» DIRECTIVE
Retype all of the data below without changing a character, and leave the picture lines out of your answer.

[Image region annotation data]
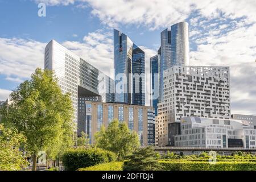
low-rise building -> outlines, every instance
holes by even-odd
[[[80,102],[81,101],[81,102]],[[113,119],[125,122],[131,130],[137,132],[142,146],[155,145],[155,114],[152,107],[115,103],[89,101],[81,98],[79,111],[84,122],[79,122],[79,131],[84,131],[94,142],[95,133],[102,125],[106,128]]]
[[[256,148],[256,130],[247,121],[201,117],[181,118],[175,146]]]

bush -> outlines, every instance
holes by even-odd
[[[160,166],[152,147],[137,148],[125,162],[124,171],[157,171]]]
[[[164,171],[255,171],[256,163],[249,162],[218,162],[210,164],[207,162],[160,161]]]
[[[78,171],[123,171],[123,162],[115,162],[80,168]]]
[[[110,151],[100,148],[72,149],[62,157],[63,164],[67,171],[75,171],[101,163],[115,160],[115,155]]]

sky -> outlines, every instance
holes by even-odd
[[[52,39],[113,76],[113,28],[144,51],[148,68],[160,32],[186,21],[189,64],[230,67],[232,114],[256,115],[255,17],[255,0],[0,0],[0,101],[43,68]]]

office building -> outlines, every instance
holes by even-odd
[[[150,57],[150,73],[151,74],[151,105],[155,109],[155,115],[158,115],[158,104],[159,96],[159,77],[160,72],[160,55],[156,55]]]
[[[247,121],[185,117],[180,130],[175,146],[256,148],[256,130]]]
[[[126,35],[114,30],[115,102],[145,105],[144,55]]]
[[[229,67],[173,66],[164,73],[163,86],[156,121],[158,146],[174,146],[181,118],[230,118]]]
[[[250,125],[256,129],[256,115],[234,114],[231,115],[231,118],[234,119],[247,121]]]
[[[83,105],[83,106],[82,106]],[[155,145],[155,115],[152,107],[125,105],[115,103],[102,103],[80,99],[79,106],[85,107],[81,110],[85,121],[81,130],[94,141],[94,134],[100,131],[101,126],[106,128],[113,119],[125,122],[129,129],[137,133],[142,146]]]
[[[53,40],[45,49],[44,68],[54,71],[63,93],[71,93],[76,126],[77,122],[82,122],[79,121],[82,117],[77,115],[80,97],[102,102],[114,101],[114,81]]]
[[[163,82],[164,72],[172,66],[189,65],[189,35],[188,23],[180,22],[161,32],[161,47],[159,49],[160,68],[160,82]],[[159,85],[159,102],[163,100],[163,84]]]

» THE OUTPUT
low-rise building -> outlines, every instance
holes by even-odd
[[[80,102],[81,101],[81,102]],[[113,119],[125,122],[131,130],[137,132],[142,146],[155,145],[155,114],[152,107],[115,103],[89,101],[81,98],[79,111],[84,122],[79,122],[79,131],[84,131],[94,142],[95,133],[102,125],[106,128]]]
[[[256,148],[256,130],[247,121],[201,117],[181,118],[175,146]]]

bush -> outlines, every instance
holes by even-odd
[[[160,166],[152,147],[137,148],[125,162],[124,171],[157,171]]]
[[[164,171],[255,171],[256,163],[249,162],[218,162],[210,164],[207,162],[160,161]]]
[[[78,171],[123,171],[123,162],[115,162],[80,168]]]
[[[110,151],[100,148],[72,149],[62,157],[63,164],[67,171],[75,171],[101,163],[115,160],[115,155]]]

sky -> outlines, every instance
holes by even-odd
[[[52,39],[113,76],[113,28],[144,51],[148,68],[160,32],[186,21],[189,64],[230,67],[232,114],[256,115],[255,17],[255,0],[0,0],[0,101],[43,68]]]

office building -> outlines, every instance
holes by even-odd
[[[150,57],[150,73],[151,74],[151,105],[155,109],[155,115],[158,115],[158,104],[159,96],[159,77],[160,72],[160,55],[156,55]]]
[[[247,121],[185,117],[180,130],[175,146],[256,148],[256,130]]]
[[[126,35],[114,30],[115,102],[145,105],[144,55]]]
[[[229,67],[173,66],[164,73],[163,86],[156,121],[158,146],[174,146],[181,118],[230,118]]]
[[[250,125],[256,129],[256,115],[234,114],[231,115],[231,118],[234,119],[247,121]]]
[[[83,105],[83,106],[82,106]],[[155,145],[155,115],[152,107],[125,105],[115,103],[102,103],[80,99],[79,106],[85,107],[81,110],[85,121],[81,130],[94,141],[94,134],[100,131],[101,126],[106,128],[113,119],[125,122],[129,129],[137,133],[142,146]]]
[[[53,40],[45,49],[44,68],[54,71],[63,93],[71,93],[76,126],[77,122],[82,122],[79,121],[82,117],[77,115],[80,97],[102,102],[114,101],[114,81]]]
[[[163,82],[164,72],[172,66],[189,65],[189,35],[188,23],[180,22],[161,32],[161,47],[159,49],[160,68],[160,82]],[[159,85],[159,102],[163,100],[163,84]]]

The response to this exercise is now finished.